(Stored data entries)
*** Begin section ***

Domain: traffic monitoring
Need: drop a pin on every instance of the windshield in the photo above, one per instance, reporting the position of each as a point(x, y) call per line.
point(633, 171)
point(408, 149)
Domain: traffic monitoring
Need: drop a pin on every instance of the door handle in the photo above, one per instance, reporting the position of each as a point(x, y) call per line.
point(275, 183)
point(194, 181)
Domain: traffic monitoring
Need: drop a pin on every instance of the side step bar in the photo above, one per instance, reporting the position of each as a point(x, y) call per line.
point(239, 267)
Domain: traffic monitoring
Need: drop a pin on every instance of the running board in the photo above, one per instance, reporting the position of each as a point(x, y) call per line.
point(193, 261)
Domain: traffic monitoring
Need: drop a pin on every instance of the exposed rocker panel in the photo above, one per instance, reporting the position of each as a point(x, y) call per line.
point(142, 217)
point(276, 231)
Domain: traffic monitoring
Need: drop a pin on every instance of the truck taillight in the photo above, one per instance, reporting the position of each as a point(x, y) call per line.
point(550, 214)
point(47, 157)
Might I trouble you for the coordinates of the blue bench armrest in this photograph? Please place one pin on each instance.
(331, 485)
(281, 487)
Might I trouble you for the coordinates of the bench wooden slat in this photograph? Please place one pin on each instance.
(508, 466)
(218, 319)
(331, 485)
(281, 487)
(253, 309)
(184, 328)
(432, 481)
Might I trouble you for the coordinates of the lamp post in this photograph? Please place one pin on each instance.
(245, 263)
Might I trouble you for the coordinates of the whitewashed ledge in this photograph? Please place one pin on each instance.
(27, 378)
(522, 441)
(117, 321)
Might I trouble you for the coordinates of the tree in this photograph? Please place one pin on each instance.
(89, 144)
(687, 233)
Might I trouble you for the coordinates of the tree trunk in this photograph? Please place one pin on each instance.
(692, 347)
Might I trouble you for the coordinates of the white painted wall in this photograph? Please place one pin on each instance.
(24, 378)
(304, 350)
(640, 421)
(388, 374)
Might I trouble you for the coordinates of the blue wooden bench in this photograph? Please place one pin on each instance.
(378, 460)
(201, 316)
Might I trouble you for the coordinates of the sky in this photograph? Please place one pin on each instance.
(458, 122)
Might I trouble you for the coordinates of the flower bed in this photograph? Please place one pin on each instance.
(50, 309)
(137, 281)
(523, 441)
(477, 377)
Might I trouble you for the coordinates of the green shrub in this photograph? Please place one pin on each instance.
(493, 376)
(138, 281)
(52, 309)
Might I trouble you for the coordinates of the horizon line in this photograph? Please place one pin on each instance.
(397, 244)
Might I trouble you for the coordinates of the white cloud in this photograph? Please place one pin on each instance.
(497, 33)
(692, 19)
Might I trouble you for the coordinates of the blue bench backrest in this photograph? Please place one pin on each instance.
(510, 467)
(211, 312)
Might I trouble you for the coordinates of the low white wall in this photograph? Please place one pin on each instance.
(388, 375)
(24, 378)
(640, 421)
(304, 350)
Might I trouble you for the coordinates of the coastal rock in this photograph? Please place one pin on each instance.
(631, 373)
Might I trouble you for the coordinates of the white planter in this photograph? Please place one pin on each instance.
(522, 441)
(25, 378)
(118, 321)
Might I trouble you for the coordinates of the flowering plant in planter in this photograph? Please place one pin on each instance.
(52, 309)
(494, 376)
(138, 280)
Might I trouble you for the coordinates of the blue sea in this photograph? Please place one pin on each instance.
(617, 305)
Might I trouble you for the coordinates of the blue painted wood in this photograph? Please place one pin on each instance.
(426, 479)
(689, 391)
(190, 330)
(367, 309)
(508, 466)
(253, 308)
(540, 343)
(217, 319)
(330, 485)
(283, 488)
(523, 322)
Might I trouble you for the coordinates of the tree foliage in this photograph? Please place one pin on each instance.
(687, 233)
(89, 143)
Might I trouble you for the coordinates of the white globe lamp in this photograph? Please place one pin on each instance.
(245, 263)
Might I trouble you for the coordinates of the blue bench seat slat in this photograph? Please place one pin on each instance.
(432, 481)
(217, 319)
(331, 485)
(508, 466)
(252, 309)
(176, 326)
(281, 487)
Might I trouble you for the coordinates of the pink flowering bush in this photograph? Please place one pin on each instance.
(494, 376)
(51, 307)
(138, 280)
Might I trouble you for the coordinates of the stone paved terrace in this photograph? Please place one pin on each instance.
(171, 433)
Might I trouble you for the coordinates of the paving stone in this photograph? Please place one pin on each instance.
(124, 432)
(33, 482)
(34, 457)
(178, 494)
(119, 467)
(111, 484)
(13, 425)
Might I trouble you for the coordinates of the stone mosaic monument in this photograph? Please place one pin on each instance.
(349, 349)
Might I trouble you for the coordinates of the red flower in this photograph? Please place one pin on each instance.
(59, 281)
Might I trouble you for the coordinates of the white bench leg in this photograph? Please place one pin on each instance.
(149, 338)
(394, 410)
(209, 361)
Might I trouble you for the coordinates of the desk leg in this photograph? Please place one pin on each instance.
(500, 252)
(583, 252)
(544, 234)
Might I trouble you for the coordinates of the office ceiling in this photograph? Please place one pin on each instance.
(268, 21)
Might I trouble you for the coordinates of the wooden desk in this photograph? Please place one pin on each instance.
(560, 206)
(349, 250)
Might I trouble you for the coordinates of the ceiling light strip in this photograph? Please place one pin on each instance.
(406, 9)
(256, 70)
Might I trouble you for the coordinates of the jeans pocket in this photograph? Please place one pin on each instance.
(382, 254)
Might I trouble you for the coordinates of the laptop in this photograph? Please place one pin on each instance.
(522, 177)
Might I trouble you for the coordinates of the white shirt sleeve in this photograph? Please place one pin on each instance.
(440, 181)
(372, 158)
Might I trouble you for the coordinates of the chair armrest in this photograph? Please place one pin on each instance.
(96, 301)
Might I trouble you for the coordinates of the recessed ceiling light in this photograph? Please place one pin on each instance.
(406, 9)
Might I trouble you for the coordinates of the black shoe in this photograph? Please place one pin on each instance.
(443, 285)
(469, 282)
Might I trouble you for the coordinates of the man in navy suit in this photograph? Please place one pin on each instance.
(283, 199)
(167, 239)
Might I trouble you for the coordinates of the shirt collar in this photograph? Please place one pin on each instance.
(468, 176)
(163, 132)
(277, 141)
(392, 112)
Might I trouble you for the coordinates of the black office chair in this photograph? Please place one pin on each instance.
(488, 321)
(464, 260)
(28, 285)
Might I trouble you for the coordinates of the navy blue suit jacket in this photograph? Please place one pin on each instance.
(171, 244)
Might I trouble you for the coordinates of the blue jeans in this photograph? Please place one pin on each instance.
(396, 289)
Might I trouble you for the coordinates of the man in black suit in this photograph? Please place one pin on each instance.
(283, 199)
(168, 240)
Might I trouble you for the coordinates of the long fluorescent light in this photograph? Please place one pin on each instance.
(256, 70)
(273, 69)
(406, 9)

*** End section ***

Work to be completed: Repeat the data word for word, leaving out no line.

Result for this task:
Domain: traffic monitoring
Need: drop a pin on every instance of the windshield in the photo above, one per instance, reporting the position of each as a point(x, y) call per line.
point(633, 171)
point(408, 149)
Domain: traffic monitoring
Need: drop a pin on every instance of the door handle in the photo above, one per instance, reporting the position of each as a point(x, y) call per line.
point(275, 183)
point(194, 181)
Domain: traffic monitoring
Need: drop a pin on every instance of the side step bar in the photo above, one per instance, reporting the position of each as a point(x, y) call per line.
point(239, 267)
Domain: traffic monitoring
Need: drop a pin on every instance of the running board in the photo above, one per instance, reporting the position of each as a point(x, y) call per line.
point(193, 261)
Domain: traffic monitoring
Need: drop a pin on every instance of the exposed rocker panel in the photo above, one per instance, reporting the position of each as a point(x, y) call per line.
point(142, 217)
point(276, 231)
Domain: traffic monitoring
Need: drop a pin on every instance of the truck taillight in the photo above, one per instance, reporting the position of each as a point(x, y) call per line.
point(550, 214)
point(47, 157)
Might I trouble you for the coordinates of the blue bench armrest in this photograph? Please place one pin on each instance.
(331, 485)
(281, 487)
Might I trouble you for the coordinates of the bench wooden slat in this photograph? Please place one pin on each instance.
(508, 466)
(218, 319)
(331, 485)
(281, 487)
(253, 309)
(184, 328)
(432, 481)
Might I trouble you for the coordinates of the lamp post in this photograph? Please place one pin on each instance.
(245, 263)
Might I trouble you for the coordinates of the whitewashed ledge in this photograph? Please place one pin on each instance.
(27, 378)
(522, 441)
(117, 321)
Might I trouble you for the coordinates of the tree in this photograph? Please place one pin on each instance.
(89, 144)
(687, 233)
Might I trouble you for the coordinates of the tree trunk in this photograph? Please place one pin on each instance.
(692, 347)
Might I trouble you for the coordinates of the white painted wall in this photograph? Please place one pin on each instance.
(24, 378)
(304, 350)
(640, 421)
(388, 374)
Might I trouble you for the coordinates of the blue wooden bench in this photograph? Please place one pin on each instance.
(378, 460)
(201, 316)
Might I trouble you for the coordinates of the sky in this photograph? Please place one pin on each instance.
(458, 122)
Might I trouble you for the coordinates of the flower bed in this photograph? Please place one pin on each instance.
(50, 309)
(137, 281)
(523, 441)
(477, 377)
Might I trouble you for the coordinates of the green shrub in this photograph? Please place one pin on each instance.
(493, 376)
(138, 281)
(52, 309)
Might I trouble you for the coordinates of the horizon line in this photograph? Please place one pin on each instance.
(397, 244)
Might I trouble you for the coordinates of the white cloud in this photograph? Please place one pin on each instance.
(497, 33)
(692, 19)
Might I trouble you for the coordinates of the blue bench backrest in this photograph? Please place one pin on each instance.
(510, 467)
(211, 312)
Might I trouble you for the coordinates of the low white wall in this photograph? Please place one pin on each instance.
(388, 375)
(24, 378)
(640, 421)
(304, 350)
Might I trouble you for the coordinates of the coastal rock in this photograph? Please place one pin on each instance.
(631, 373)
Might I trouble you for the coordinates of the white planter in this photograph? Please place one pin on each instance.
(522, 441)
(25, 378)
(118, 321)
Might I trouble you for the coordinates of the flowering plant in planter in this photograph? Please place one pin on each instance.
(52, 309)
(494, 376)
(138, 280)
Might I trouble you for the coordinates of the blue sea in this photograph? Please place one pin on each instance.
(617, 305)
Might I trouble you for the coordinates of the blue painted wood in this photograph? Please place one pin on each instance.
(426, 479)
(689, 391)
(190, 330)
(367, 309)
(508, 466)
(253, 308)
(540, 343)
(217, 319)
(330, 485)
(283, 488)
(523, 322)
Might I trouble you for the coordinates of the tree foliage in this photograph? Please place one pin on each instance.
(687, 233)
(89, 143)
Might I trouble you for the coordinates of the white globe lamp in this photograph? Please place one pin on each instance.
(245, 263)
Might I trouble you for the coordinates of the blue bench seat slat in this photograph? Please place one pin on each instance.
(432, 481)
(217, 319)
(331, 485)
(508, 466)
(252, 309)
(176, 326)
(281, 487)
Might I trouble you for the coordinates of the pink flowering bush in this photograph? Please place one pin on each instance.
(494, 376)
(51, 307)
(138, 280)
Might I trouble you for the coordinates of the stone paved terrace in this photograph? Please place one pin on each instance.
(171, 433)
Might I trouble you for the coordinates of the paving stone in this photograph? Please place one pin on each instance.
(124, 432)
(33, 482)
(34, 457)
(178, 494)
(119, 467)
(111, 484)
(13, 425)
Might I trouble you for the coordinates of the stone mosaic monument in this photograph? Please place one pin on each instance.
(349, 349)
Might I trouble you for the coordinates of the red flower in this photograph? Please place one pin on each instance.
(59, 281)
Might I trouble you for the coordinates of the white bench leg in this photograph? Please place one pin on each instance.
(149, 338)
(394, 410)
(209, 361)
Might I trouble you for the coordinates of the desk leg in this photograph? Please place one pin on each instance.
(500, 252)
(583, 252)
(544, 234)
Might I trouble you for the coordinates of the office ceiling in this photograph? Please place one pin on each instance.
(268, 21)
Might I trouble you for the coordinates of the wooden desk in this photograph? Please place one pin on each instance.
(560, 206)
(349, 250)
Might I trouble you for the coordinates of the ceiling light strip in this photograph? Please place one pin on each instance.
(406, 9)
(256, 70)
Might I trouble you for the coordinates of the jeans pocket in this photograph? Please place one pin on each instance.
(382, 254)
Might I trouble you for the coordinates of the laptop in this photograph? Please place one pin on each instance.
(522, 177)
Might I trouble you for the coordinates of the white shirt sleeve in this photograph? Please place one pin on each instance.
(440, 181)
(372, 158)
Might I trouble you for the coordinates of the chair armrest in this photograph? Please place one pin on each instance.
(96, 301)
Might I trouble you for the coordinates of the recessed ceiling light in this photograph? Please place one pin on each instance.
(406, 9)
Might I trouble you for the coordinates of the black shoe in this photograph? Please place one pin on each instance.
(443, 285)
(469, 282)
Might I trouble you for the coordinates of the man in navy suit in this photograph? Please place one pin on each instance.
(283, 199)
(167, 239)
Might I trouble you for the coordinates of the shirt collar in this photograph? Please place one pin on each instance.
(468, 176)
(163, 132)
(277, 141)
(392, 112)
Might I trouble you for the coordinates of the black office chair in this photograph? Please place one pin on each instance.
(488, 321)
(464, 260)
(28, 285)
Might I trouble you for the coordinates of the navy blue suit jacket in this photograph? Please place one pin on each instance.
(171, 244)
Might I trouble you for the coordinates of the blue jeans in this photograph? Please place one pin on each instance.
(396, 289)
Might I trouble you for the coordinates of the man in black suit in this photograph? Please place one pin on each instance.
(283, 199)
(168, 240)
Might I trouble you for the coordinates of the long fluorescent light in this photograph? Please place one pin on each instance.
(256, 70)
(273, 69)
(406, 9)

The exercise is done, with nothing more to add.